In other upcoming environmental regulations, Canada is creating a federal impact assessment agency to replace its old environmental assessment laws and British Columbia is doing the same. Mining companies should expect more environmental regulation and a continued push to reduce carbon emissions worldwide in 2019.

Renewable energy and electric vehicle use expands

Several companies are taking strides towards reducing the amount of emissions produced at mining operations, and with electric vehicles and renewable energy sources becoming more economic and viable, more companies will likely follow suit.

After a few years of trial and error, electric vehicle technology has advanced to the point that many miners are getting on board, and the number of orders for electric vehicles is climbing. Glencore, Vale and Goldcorp have begun preparing for all-electric vehicle fleets at future underground mine sites, and Quebec graphite miner Nouveau Monde Graphite is even planning an all-electric surface mine.

John Mullally, Goldcorp’s vice-president of corporate affairs and energy, said the company’s Borden project in Ontario benefitted from “a number of converging factors that meant the timing was right” for going all-electric. “Firstly, the technology has advanced considerably in terms of batteries themselves, so that made it possible to consider this type of operation. The other big factor is health and safety… [and] working conditions.”

QUESTIONS TO ANSWER:
• 1. In the mining passage, which Quebec graphite miner is planning an all-electric surface mine?
• 2. Transcribe the mining passage between "Several companies are" and "all-electric surface mine.", inclusive.
The records aren't needed for this work.

EXTRACTED RECORDS:
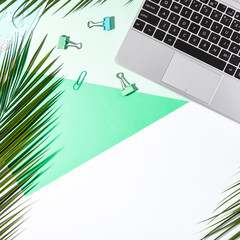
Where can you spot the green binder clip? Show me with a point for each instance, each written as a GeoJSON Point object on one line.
{"type": "Point", "coordinates": [127, 88]}
{"type": "Point", "coordinates": [108, 24]}
{"type": "Point", "coordinates": [64, 42]}
{"type": "Point", "coordinates": [80, 80]}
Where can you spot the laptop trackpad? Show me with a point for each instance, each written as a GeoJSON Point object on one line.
{"type": "Point", "coordinates": [192, 78]}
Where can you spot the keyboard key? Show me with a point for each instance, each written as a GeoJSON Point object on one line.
{"type": "Point", "coordinates": [216, 27]}
{"type": "Point", "coordinates": [230, 69]}
{"type": "Point", "coordinates": [199, 54]}
{"type": "Point", "coordinates": [194, 40]}
{"type": "Point", "coordinates": [235, 60]}
{"type": "Point", "coordinates": [139, 25]}
{"type": "Point", "coordinates": [216, 15]}
{"type": "Point", "coordinates": [174, 30]}
{"type": "Point", "coordinates": [237, 74]}
{"type": "Point", "coordinates": [186, 12]}
{"type": "Point", "coordinates": [166, 3]}
{"type": "Point", "coordinates": [196, 5]}
{"type": "Point", "coordinates": [159, 34]}
{"type": "Point", "coordinates": [214, 38]}
{"type": "Point", "coordinates": [235, 37]}
{"type": "Point", "coordinates": [206, 22]}
{"type": "Point", "coordinates": [204, 45]}
{"type": "Point", "coordinates": [222, 7]}
{"type": "Point", "coordinates": [206, 10]}
{"type": "Point", "coordinates": [224, 43]}
{"type": "Point", "coordinates": [173, 18]}
{"type": "Point", "coordinates": [149, 30]}
{"type": "Point", "coordinates": [215, 50]}
{"type": "Point", "coordinates": [225, 55]}
{"type": "Point", "coordinates": [163, 13]}
{"type": "Point", "coordinates": [204, 33]}
{"type": "Point", "coordinates": [226, 20]}
{"type": "Point", "coordinates": [230, 12]}
{"type": "Point", "coordinates": [164, 25]}
{"type": "Point", "coordinates": [169, 40]}
{"type": "Point", "coordinates": [151, 7]}
{"type": "Point", "coordinates": [236, 25]}
{"type": "Point", "coordinates": [213, 3]}
{"type": "Point", "coordinates": [176, 7]}
{"type": "Point", "coordinates": [184, 35]}
{"type": "Point", "coordinates": [194, 28]}
{"type": "Point", "coordinates": [226, 32]}
{"type": "Point", "coordinates": [184, 23]}
{"type": "Point", "coordinates": [196, 17]}
{"type": "Point", "coordinates": [149, 18]}
{"type": "Point", "coordinates": [234, 48]}
{"type": "Point", "coordinates": [237, 15]}
{"type": "Point", "coordinates": [185, 2]}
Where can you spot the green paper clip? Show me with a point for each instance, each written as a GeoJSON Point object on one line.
{"type": "Point", "coordinates": [64, 42]}
{"type": "Point", "coordinates": [127, 88]}
{"type": "Point", "coordinates": [108, 24]}
{"type": "Point", "coordinates": [80, 80]}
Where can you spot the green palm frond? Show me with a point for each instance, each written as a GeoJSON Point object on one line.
{"type": "Point", "coordinates": [225, 223]}
{"type": "Point", "coordinates": [33, 5]}
{"type": "Point", "coordinates": [26, 118]}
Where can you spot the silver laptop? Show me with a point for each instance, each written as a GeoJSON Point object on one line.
{"type": "Point", "coordinates": [191, 47]}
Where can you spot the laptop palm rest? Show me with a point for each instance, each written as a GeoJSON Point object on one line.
{"type": "Point", "coordinates": [200, 83]}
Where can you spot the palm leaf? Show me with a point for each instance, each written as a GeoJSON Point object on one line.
{"type": "Point", "coordinates": [26, 118]}
{"type": "Point", "coordinates": [224, 224]}
{"type": "Point", "coordinates": [33, 5]}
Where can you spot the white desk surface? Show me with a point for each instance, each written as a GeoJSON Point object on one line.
{"type": "Point", "coordinates": [157, 184]}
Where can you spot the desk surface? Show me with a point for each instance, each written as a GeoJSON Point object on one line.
{"type": "Point", "coordinates": [156, 184]}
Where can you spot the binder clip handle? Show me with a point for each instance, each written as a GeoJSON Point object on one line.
{"type": "Point", "coordinates": [76, 45]}
{"type": "Point", "coordinates": [80, 80]}
{"type": "Point", "coordinates": [123, 80]}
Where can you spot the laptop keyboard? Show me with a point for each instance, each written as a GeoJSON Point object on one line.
{"type": "Point", "coordinates": [204, 29]}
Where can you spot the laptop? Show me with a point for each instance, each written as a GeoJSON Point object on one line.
{"type": "Point", "coordinates": [191, 47]}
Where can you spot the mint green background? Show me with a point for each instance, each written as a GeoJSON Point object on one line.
{"type": "Point", "coordinates": [95, 118]}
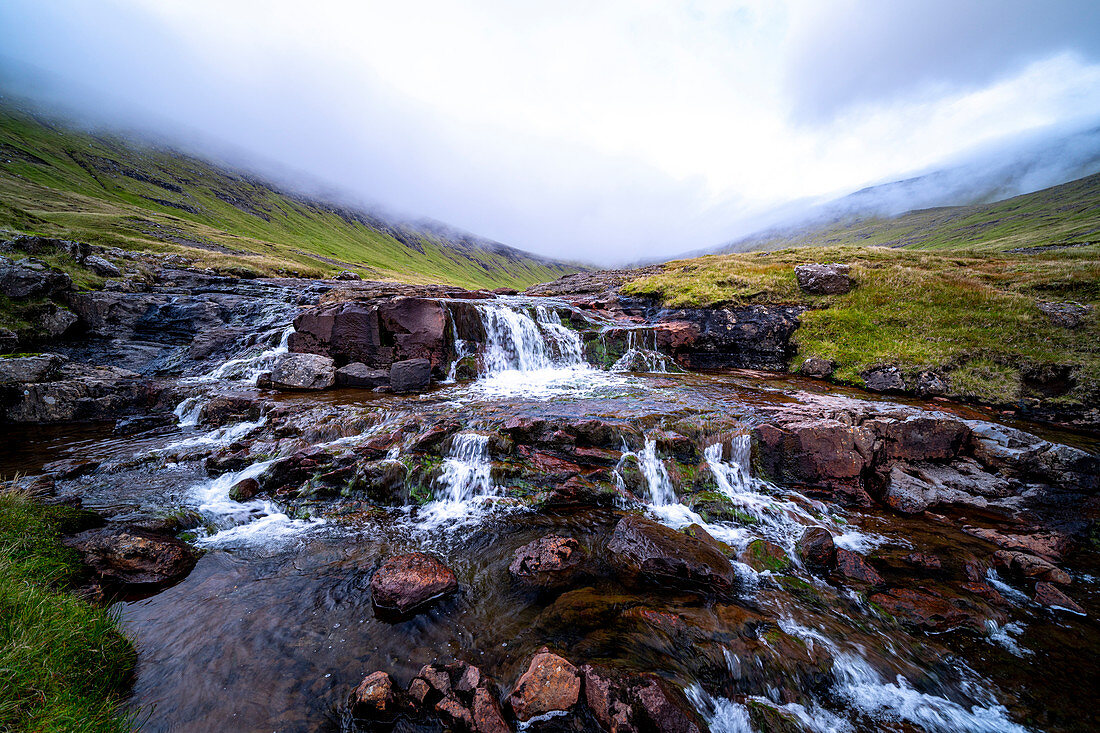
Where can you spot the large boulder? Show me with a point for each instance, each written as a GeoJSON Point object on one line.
{"type": "Point", "coordinates": [650, 554]}
{"type": "Point", "coordinates": [133, 557]}
{"type": "Point", "coordinates": [303, 371]}
{"type": "Point", "coordinates": [550, 685]}
{"type": "Point", "coordinates": [410, 582]}
{"type": "Point", "coordinates": [824, 279]}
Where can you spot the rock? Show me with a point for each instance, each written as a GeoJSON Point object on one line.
{"type": "Point", "coordinates": [30, 277]}
{"type": "Point", "coordinates": [134, 557]}
{"type": "Point", "coordinates": [244, 490]}
{"type": "Point", "coordinates": [547, 562]}
{"type": "Point", "coordinates": [1049, 595]}
{"type": "Point", "coordinates": [359, 374]}
{"type": "Point", "coordinates": [816, 548]}
{"type": "Point", "coordinates": [550, 685]}
{"type": "Point", "coordinates": [647, 553]}
{"type": "Point", "coordinates": [1067, 315]}
{"type": "Point", "coordinates": [410, 375]}
{"type": "Point", "coordinates": [9, 340]}
{"type": "Point", "coordinates": [101, 266]}
{"type": "Point", "coordinates": [376, 699]}
{"type": "Point", "coordinates": [854, 566]}
{"type": "Point", "coordinates": [23, 370]}
{"type": "Point", "coordinates": [817, 368]}
{"type": "Point", "coordinates": [410, 582]}
{"type": "Point", "coordinates": [303, 371]}
{"type": "Point", "coordinates": [883, 379]}
{"type": "Point", "coordinates": [824, 279]}
{"type": "Point", "coordinates": [761, 555]}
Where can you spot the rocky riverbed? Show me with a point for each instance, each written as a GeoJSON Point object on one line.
{"type": "Point", "coordinates": [351, 505]}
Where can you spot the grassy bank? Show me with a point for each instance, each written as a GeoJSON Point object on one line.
{"type": "Point", "coordinates": [971, 314]}
{"type": "Point", "coordinates": [64, 665]}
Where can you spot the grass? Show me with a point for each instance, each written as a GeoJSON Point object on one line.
{"type": "Point", "coordinates": [98, 188]}
{"type": "Point", "coordinates": [970, 313]}
{"type": "Point", "coordinates": [64, 665]}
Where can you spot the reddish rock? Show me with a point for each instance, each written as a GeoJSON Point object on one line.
{"type": "Point", "coordinates": [376, 698]}
{"type": "Point", "coordinates": [134, 557]}
{"type": "Point", "coordinates": [854, 566]}
{"type": "Point", "coordinates": [816, 548]}
{"type": "Point", "coordinates": [647, 553]}
{"type": "Point", "coordinates": [547, 562]}
{"type": "Point", "coordinates": [409, 582]}
{"type": "Point", "coordinates": [1049, 595]}
{"type": "Point", "coordinates": [550, 684]}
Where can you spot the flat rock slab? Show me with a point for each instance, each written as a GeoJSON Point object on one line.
{"type": "Point", "coordinates": [410, 582]}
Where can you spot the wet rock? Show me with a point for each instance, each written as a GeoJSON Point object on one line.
{"type": "Point", "coordinates": [303, 371]}
{"type": "Point", "coordinates": [883, 379]}
{"type": "Point", "coordinates": [133, 557]}
{"type": "Point", "coordinates": [853, 565]}
{"type": "Point", "coordinates": [376, 699]}
{"type": "Point", "coordinates": [548, 562]}
{"type": "Point", "coordinates": [647, 553]}
{"type": "Point", "coordinates": [1049, 595]}
{"type": "Point", "coordinates": [816, 548]}
{"type": "Point", "coordinates": [761, 555]}
{"type": "Point", "coordinates": [1067, 315]}
{"type": "Point", "coordinates": [359, 374]}
{"type": "Point", "coordinates": [550, 685]}
{"type": "Point", "coordinates": [410, 375]}
{"type": "Point", "coordinates": [244, 490]}
{"type": "Point", "coordinates": [410, 582]}
{"type": "Point", "coordinates": [817, 368]}
{"type": "Point", "coordinates": [37, 368]}
{"type": "Point", "coordinates": [30, 277]}
{"type": "Point", "coordinates": [832, 279]}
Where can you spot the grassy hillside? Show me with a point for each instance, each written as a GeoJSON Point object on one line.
{"type": "Point", "coordinates": [949, 295]}
{"type": "Point", "coordinates": [1063, 215]}
{"type": "Point", "coordinates": [61, 182]}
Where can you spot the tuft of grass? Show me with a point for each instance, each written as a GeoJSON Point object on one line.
{"type": "Point", "coordinates": [64, 665]}
{"type": "Point", "coordinates": [970, 314]}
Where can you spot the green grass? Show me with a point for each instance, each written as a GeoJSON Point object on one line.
{"type": "Point", "coordinates": [102, 189]}
{"type": "Point", "coordinates": [64, 665]}
{"type": "Point", "coordinates": [971, 313]}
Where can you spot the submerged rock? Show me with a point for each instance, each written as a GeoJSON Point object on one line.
{"type": "Point", "coordinates": [647, 553]}
{"type": "Point", "coordinates": [410, 582]}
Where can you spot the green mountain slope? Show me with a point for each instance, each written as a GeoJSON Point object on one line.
{"type": "Point", "coordinates": [1063, 215]}
{"type": "Point", "coordinates": [92, 187]}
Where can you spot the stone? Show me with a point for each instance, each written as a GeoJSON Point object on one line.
{"type": "Point", "coordinates": [376, 699]}
{"type": "Point", "coordinates": [101, 266]}
{"type": "Point", "coordinates": [853, 565]}
{"type": "Point", "coordinates": [824, 279]}
{"type": "Point", "coordinates": [410, 582]}
{"type": "Point", "coordinates": [358, 374]}
{"type": "Point", "coordinates": [550, 685]}
{"type": "Point", "coordinates": [410, 375]}
{"type": "Point", "coordinates": [816, 548]}
{"type": "Point", "coordinates": [548, 562]}
{"type": "Point", "coordinates": [23, 370]}
{"type": "Point", "coordinates": [303, 371]}
{"type": "Point", "coordinates": [817, 368]}
{"type": "Point", "coordinates": [649, 554]}
{"type": "Point", "coordinates": [1051, 597]}
{"type": "Point", "coordinates": [883, 379]}
{"type": "Point", "coordinates": [129, 557]}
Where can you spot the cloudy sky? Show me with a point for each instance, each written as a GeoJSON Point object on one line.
{"type": "Point", "coordinates": [607, 131]}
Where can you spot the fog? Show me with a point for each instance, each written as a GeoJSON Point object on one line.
{"type": "Point", "coordinates": [605, 132]}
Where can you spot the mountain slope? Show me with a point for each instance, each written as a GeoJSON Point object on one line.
{"type": "Point", "coordinates": [1068, 214]}
{"type": "Point", "coordinates": [62, 182]}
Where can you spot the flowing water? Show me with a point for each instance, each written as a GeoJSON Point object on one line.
{"type": "Point", "coordinates": [274, 625]}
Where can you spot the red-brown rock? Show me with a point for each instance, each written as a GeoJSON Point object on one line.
{"type": "Point", "coordinates": [409, 582]}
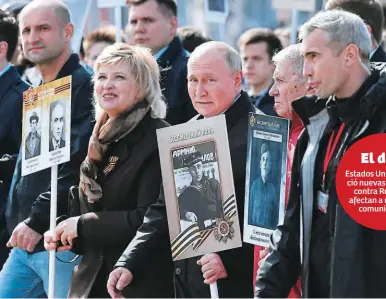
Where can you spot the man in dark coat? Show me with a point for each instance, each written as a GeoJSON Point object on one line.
{"type": "Point", "coordinates": [159, 35]}
{"type": "Point", "coordinates": [335, 256]}
{"type": "Point", "coordinates": [232, 269]}
{"type": "Point", "coordinates": [11, 98]}
{"type": "Point", "coordinates": [28, 207]}
{"type": "Point", "coordinates": [371, 12]}
{"type": "Point", "coordinates": [257, 47]}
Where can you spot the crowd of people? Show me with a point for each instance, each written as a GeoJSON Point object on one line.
{"type": "Point", "coordinates": [112, 236]}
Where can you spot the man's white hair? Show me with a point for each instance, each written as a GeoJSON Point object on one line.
{"type": "Point", "coordinates": [343, 29]}
{"type": "Point", "coordinates": [293, 55]}
{"type": "Point", "coordinates": [230, 55]}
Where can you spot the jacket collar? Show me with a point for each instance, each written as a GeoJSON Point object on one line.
{"type": "Point", "coordinates": [237, 111]}
{"type": "Point", "coordinates": [174, 50]}
{"type": "Point", "coordinates": [71, 65]}
{"type": "Point", "coordinates": [307, 107]}
{"type": "Point", "coordinates": [364, 103]}
{"type": "Point", "coordinates": [7, 80]}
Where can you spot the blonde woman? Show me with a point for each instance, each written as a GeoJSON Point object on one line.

ANSWERS TO THE EXERCISES:
• 1. Nouveau Monde Graphite

• 2.
Several companies are taking strides towards reducing the amount of emissions produced at mining operations, and with electric vehicles and renewable energy sources becoming more economic and viable, more companies will likely follow suit.

After a few years of trial and error, electric vehicle technology has advanced to the point that many miners are getting on board, and the number of orders for electric vehicles is climbing. Glencore, Vale and Goldcorp have begun preparing for all-electric vehicle fleets at future underground mine sites, and Quebec graphite miner Nouveau Monde Graphite is even planning an all-electric surface mine.